* **EXERCISE AIM**
Gather every line in the records that includes the word "green" and list them in the order they appear.

--- --- ---

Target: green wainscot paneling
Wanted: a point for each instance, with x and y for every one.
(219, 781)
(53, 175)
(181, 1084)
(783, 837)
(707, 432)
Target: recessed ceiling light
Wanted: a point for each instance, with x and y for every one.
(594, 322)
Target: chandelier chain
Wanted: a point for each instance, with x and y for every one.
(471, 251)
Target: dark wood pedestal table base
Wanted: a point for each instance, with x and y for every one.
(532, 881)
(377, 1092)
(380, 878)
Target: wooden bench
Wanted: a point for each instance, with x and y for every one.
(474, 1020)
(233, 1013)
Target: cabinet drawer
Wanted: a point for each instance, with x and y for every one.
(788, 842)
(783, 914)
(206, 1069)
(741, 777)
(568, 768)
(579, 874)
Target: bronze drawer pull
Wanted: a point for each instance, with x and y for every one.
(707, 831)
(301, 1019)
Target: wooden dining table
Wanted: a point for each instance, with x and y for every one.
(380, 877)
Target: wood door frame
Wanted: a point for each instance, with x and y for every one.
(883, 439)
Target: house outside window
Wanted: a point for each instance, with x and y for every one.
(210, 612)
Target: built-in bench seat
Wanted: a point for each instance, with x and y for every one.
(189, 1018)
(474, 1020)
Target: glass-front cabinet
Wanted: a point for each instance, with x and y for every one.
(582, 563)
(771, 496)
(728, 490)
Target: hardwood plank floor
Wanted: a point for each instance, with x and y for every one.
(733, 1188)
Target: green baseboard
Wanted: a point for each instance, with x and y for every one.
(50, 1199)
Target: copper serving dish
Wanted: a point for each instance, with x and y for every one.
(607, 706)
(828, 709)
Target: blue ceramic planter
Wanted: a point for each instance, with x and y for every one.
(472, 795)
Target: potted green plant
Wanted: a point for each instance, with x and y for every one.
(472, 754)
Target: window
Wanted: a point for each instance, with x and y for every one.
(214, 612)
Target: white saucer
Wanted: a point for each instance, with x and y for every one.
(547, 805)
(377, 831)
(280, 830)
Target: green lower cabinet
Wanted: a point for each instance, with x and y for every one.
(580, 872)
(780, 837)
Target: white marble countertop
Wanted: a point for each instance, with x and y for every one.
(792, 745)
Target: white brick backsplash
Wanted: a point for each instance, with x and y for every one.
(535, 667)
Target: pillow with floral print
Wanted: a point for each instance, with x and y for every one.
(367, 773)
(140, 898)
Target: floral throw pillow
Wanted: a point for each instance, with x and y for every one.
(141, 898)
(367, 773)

--- --- ---

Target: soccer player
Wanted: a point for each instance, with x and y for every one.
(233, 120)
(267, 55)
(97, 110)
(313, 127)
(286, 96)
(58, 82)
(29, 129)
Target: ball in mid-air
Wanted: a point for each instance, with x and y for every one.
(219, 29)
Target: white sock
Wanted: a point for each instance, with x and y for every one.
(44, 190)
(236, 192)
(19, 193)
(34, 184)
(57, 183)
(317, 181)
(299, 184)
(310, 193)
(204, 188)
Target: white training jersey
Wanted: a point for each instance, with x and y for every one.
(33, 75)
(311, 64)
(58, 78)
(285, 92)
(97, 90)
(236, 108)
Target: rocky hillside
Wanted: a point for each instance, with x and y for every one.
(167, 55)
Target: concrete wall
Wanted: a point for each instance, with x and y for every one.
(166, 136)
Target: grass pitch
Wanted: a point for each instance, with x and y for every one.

--- --- ---

* **RESULT FOR THIS TASK**
Target: green wainscot paneling
Target: green baseboard
Target: potted green plant
Target: green lower cabinet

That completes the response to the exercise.